_REQUIREMENT 1_
Transcribe the Fragile X grant page word for word, everything from "Screening Combinatorial Pharmacological" down to "more effective treatment.".
_REQUIREMENT 2_
Decide whether each statement below agrees with the Fragile X grant page. Answer yes or no, quoting the exact words of the page that settle it.
(a) The grant funding runs from 2021 to 2023 and totals $90,000.
(b) The study plans to test drug combinations only in mouse models.
(c) Fragile X syndrome results from the absence of a single protein.
_REQUIREMENT 3_
Resume the Fragile X grant page after its last sentence and write the next part.

_SELECTED EXTRACT_
Screening Combinatorial Pharmacological Therapies for Fragile X Syndrome
Philippe Jacques Mourrain, PhD
Co-Principal Investigator
Gordon Wang, PhD
Co-Principal Investigator
Rochelle Coulson, PhD
FRAXA Fellow
Stanford University
Stanford, CA
2021-2023 Grant Funding: $90,000
Summary
There is currently no single treatment that targets all the problems in the brain caused by Fragile X syndrome. This study aims to test different combinations of drugs to see if they can improve the problems in the brain caused by fragile X syndrome in both mouse models and human cells, with the hope of finding a more effective treatment.
The Science
By Philippe Jacques Mourrain, PhD, and Gordon Wang, PhD
Fragile X syndrome (FXS) is caused by the absence of a single protein (FMRP) and is the leading genetic cause of intellectual disability, affecting millions of children worldwide. The loss of FMRP does not produce a singular deficit throughout the brain, but rather a complex array of changes across many brain regions and throughout development.

_Saved entries_
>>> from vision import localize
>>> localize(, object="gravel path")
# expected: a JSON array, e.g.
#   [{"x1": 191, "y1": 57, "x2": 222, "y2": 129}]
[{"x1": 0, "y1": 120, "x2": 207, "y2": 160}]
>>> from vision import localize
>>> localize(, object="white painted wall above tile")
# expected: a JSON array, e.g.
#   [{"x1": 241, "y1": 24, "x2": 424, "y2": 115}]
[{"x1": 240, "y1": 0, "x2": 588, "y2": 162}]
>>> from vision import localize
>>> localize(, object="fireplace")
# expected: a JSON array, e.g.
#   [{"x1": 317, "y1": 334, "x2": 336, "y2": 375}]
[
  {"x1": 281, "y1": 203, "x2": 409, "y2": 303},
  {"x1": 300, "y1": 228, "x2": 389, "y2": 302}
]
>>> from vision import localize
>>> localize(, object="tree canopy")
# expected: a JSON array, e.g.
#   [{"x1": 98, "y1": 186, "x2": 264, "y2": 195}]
--
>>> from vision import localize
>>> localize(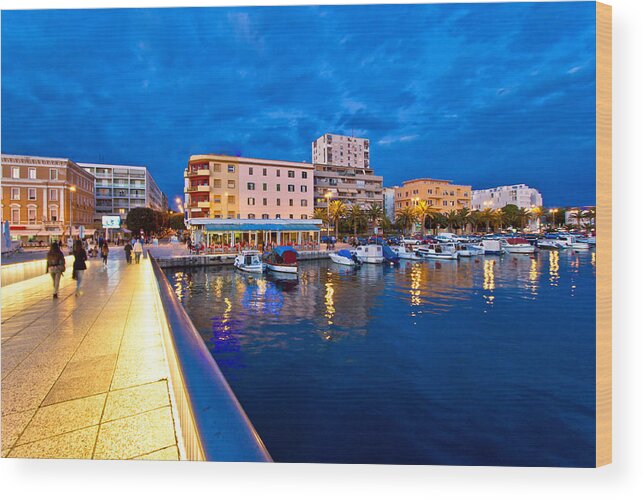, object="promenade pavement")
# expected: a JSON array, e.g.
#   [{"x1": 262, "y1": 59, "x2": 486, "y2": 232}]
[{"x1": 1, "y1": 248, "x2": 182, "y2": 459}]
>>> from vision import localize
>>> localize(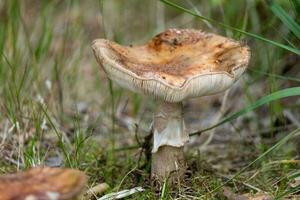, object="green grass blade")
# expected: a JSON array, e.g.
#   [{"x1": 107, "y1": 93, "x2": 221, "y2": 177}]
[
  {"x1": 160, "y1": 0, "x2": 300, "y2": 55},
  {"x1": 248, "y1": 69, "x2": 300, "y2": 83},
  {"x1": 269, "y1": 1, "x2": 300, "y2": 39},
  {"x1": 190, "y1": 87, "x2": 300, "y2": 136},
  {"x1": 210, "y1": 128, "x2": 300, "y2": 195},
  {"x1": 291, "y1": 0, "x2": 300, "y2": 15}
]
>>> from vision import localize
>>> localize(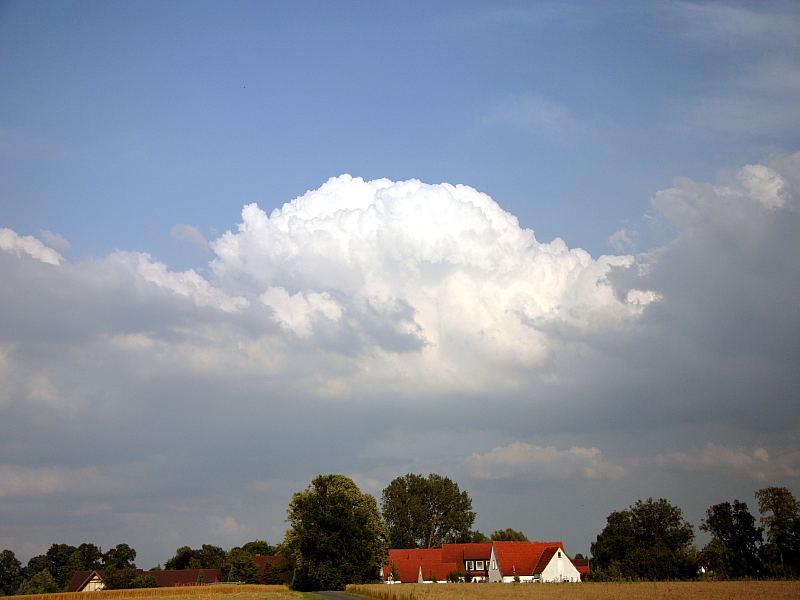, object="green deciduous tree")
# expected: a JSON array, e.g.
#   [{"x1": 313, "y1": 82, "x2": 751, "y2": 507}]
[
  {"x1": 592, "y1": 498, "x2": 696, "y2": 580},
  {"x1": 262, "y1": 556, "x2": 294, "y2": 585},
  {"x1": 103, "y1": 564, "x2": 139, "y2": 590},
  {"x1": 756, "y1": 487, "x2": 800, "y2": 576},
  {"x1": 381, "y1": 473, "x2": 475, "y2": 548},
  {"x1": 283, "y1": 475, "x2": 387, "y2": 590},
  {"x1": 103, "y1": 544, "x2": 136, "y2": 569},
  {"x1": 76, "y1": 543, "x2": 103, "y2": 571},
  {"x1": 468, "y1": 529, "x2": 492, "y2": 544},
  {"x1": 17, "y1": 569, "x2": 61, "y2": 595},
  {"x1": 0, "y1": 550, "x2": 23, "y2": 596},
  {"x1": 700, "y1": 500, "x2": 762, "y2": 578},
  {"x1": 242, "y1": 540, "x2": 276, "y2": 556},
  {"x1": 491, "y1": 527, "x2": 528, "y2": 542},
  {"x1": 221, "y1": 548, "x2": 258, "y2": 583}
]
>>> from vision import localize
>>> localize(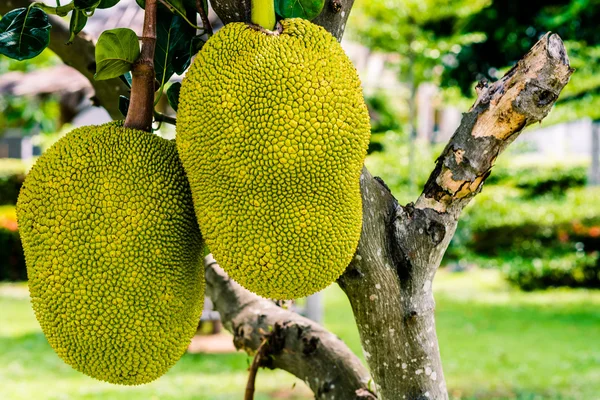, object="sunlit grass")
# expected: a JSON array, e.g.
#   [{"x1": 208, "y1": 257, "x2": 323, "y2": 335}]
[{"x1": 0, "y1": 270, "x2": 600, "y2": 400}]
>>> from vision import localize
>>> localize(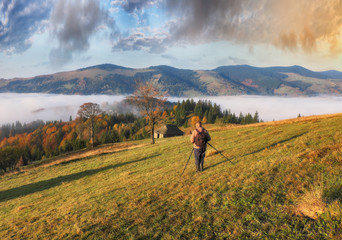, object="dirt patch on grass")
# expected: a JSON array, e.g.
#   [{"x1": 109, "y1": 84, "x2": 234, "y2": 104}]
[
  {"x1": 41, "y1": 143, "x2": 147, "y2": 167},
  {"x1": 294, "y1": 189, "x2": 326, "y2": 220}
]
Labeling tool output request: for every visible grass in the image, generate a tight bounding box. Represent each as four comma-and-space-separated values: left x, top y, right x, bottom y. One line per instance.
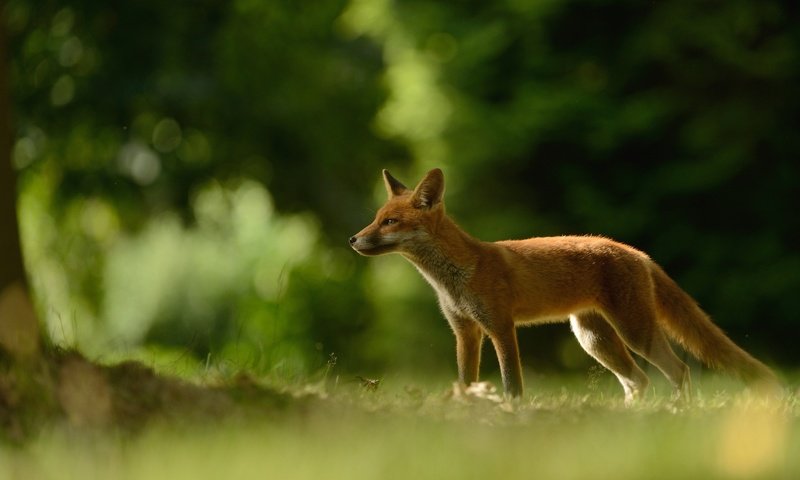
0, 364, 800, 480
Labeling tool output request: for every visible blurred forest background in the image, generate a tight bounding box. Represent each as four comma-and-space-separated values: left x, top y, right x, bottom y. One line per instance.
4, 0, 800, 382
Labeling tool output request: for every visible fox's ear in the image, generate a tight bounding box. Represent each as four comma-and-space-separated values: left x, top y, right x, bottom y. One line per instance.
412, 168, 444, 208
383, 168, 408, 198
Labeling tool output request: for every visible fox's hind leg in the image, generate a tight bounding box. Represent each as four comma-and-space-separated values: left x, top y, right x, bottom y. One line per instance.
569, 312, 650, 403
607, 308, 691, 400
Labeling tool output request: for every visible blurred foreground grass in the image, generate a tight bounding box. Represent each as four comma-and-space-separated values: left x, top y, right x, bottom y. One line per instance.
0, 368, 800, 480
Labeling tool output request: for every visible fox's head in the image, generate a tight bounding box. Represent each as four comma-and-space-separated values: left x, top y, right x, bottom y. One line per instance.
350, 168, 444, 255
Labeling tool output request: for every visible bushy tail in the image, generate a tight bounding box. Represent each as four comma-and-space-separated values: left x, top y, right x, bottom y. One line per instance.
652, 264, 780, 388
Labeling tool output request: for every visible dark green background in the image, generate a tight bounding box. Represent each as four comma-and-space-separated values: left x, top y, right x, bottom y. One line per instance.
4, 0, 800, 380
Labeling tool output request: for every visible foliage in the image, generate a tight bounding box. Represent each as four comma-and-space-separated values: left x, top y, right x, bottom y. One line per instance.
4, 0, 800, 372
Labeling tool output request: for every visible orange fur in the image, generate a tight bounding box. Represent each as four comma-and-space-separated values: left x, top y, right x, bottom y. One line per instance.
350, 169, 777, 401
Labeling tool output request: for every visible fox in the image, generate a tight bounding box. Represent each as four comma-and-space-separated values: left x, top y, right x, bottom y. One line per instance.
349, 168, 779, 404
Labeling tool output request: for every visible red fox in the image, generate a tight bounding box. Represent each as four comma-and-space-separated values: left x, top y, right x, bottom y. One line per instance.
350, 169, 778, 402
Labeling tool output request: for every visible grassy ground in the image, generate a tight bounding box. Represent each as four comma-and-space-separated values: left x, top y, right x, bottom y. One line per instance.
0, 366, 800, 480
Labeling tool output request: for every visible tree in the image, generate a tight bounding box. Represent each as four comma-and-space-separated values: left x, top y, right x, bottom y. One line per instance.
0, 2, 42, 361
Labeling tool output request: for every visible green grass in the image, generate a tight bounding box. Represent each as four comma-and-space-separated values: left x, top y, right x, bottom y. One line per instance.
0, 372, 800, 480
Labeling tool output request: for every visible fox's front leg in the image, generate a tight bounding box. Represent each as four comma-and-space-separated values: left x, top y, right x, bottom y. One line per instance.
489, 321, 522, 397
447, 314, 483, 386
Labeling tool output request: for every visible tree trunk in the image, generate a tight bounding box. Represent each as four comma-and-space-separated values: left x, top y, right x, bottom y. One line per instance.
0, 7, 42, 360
* * *
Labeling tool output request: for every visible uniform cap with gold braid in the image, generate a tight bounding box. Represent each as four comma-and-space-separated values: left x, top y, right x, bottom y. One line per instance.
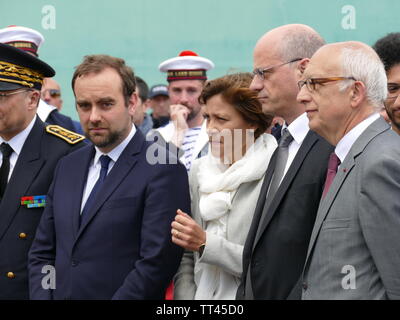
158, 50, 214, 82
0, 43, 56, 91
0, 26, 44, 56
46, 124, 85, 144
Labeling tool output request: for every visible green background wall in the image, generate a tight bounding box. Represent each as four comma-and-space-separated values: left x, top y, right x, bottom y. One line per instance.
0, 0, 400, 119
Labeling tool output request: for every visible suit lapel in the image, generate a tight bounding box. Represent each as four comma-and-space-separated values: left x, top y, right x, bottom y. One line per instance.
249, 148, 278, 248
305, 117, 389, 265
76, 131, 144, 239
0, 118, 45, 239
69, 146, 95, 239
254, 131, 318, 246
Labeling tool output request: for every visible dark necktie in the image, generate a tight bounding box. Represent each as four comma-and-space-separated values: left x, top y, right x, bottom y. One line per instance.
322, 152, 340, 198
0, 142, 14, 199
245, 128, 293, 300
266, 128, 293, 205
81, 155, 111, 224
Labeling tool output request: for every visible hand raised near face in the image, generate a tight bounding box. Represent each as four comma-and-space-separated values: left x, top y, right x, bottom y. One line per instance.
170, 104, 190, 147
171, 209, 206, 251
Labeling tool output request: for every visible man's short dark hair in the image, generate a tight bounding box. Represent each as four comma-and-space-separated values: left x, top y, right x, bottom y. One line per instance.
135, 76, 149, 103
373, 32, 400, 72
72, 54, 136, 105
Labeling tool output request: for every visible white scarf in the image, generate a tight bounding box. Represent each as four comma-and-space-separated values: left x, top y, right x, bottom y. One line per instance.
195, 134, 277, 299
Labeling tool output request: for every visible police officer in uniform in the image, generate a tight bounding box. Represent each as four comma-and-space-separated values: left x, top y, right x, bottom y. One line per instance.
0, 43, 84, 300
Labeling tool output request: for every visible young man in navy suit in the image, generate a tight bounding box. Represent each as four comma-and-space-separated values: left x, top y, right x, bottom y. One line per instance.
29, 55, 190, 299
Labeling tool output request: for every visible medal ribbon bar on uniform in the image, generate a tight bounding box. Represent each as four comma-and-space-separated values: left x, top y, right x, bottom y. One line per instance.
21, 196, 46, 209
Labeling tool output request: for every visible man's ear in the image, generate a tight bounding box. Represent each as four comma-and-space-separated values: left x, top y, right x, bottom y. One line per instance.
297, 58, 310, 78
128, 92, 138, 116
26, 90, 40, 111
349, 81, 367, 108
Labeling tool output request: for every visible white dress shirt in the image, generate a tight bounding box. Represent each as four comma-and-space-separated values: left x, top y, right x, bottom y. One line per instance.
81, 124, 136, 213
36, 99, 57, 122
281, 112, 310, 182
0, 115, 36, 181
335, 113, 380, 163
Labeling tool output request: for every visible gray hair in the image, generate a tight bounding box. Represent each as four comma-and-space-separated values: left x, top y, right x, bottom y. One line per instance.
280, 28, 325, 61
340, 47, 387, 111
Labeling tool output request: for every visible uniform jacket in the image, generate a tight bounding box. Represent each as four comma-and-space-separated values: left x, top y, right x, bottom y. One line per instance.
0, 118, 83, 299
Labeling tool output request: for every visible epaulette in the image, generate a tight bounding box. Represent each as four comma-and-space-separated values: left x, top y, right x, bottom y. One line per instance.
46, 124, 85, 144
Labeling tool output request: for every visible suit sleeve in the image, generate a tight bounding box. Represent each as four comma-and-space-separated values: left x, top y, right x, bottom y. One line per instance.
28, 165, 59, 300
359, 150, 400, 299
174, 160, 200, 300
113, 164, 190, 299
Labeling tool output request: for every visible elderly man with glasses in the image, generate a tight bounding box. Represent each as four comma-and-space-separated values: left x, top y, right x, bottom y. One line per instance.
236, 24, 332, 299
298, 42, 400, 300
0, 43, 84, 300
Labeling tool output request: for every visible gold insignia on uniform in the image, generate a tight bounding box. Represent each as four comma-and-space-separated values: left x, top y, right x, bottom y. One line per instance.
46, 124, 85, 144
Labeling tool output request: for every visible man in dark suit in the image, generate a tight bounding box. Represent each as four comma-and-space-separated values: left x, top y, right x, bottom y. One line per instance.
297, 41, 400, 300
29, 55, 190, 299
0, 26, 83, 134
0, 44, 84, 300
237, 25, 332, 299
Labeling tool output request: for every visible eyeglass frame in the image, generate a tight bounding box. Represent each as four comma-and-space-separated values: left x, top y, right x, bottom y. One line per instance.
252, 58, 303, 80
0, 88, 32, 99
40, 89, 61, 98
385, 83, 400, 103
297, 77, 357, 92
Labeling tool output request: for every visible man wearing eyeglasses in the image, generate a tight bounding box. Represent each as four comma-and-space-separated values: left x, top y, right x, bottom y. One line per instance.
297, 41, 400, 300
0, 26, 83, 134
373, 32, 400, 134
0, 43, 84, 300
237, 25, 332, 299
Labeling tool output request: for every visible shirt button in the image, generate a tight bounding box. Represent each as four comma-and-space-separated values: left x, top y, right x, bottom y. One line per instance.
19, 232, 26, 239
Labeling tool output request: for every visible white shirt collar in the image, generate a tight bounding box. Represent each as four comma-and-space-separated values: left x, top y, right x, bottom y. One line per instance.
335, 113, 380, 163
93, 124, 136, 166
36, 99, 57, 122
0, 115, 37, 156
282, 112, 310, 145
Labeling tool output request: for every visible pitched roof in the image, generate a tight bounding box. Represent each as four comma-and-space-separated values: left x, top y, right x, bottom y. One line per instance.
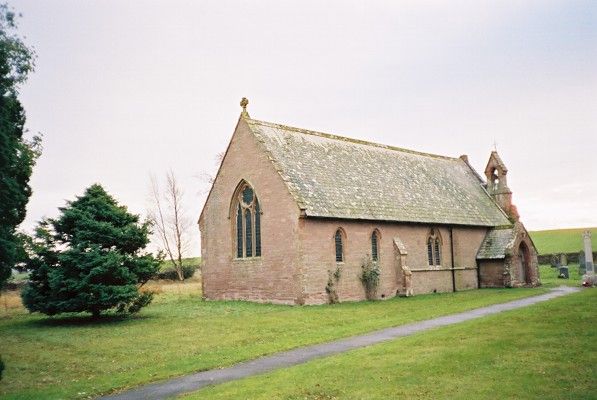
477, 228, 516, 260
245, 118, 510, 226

_TASK RESULT 1_
Screening Combinatorial Pharmacological Therapies for Fragile X Syndrome
Philippe Jacques Mourrain, PhD
Co-Principal Investigator
Gordon Wang, PhD
Co-Principal Investigator
Rochelle Coulson, PhD
FRAXA Fellow
Stanford University
Stanford, CA
2021-2023 Grant Funding: $90,000
Summary
There is currently no single treatment that targets all the problems in the brain caused by Fragile X syndrome. This study aims to test different combinations of drugs to see if they can improve the problems in the brain caused by fragile X syndrome in both mouse models and human cells, with the hope of finding a more effective treatment.

_TASK RESULT 2_
(a) Yes: "2021-2023 Grant Funding: $90,000"
(b) No: "in both mouse models and human cells"
(c) Yes: "caused by the absence of a single protein (FMRP)"

_TASK RESULT 3_
New therapeutic strategies have immense potential for the improvement of FXS patient quality of life, however there is currently no single therapy that targets the full array of deficits observed throughout the brain. The overall objective of this proposal is to evaluate the additive effects of combinatorial drug treatments to correct a broader spectrum of deficits observed in FXS.
We will achieve this goal through a combination of molecular and imaging techniques, and will take advantage of the unique strengths of both mouse brain and human cell culture models. Through this approach, we will create a map of changes in the brains of both mice and humans caused by loss of FMRP and in response to treatment. This will improve the translational value of the mouse model by providing an accurate measure of how it reflects the abnormalities observed in the human brain.
We will further evaluate the effects of promising drug combinations in human cells from FXS patients, to identify improvements in cellular pathways that underlie the deficits observed in the brain. Importantly, we will assess promising treatments for the development of tolerance, which has proven to be a critical issue in the development of long-term therapeutic approaches.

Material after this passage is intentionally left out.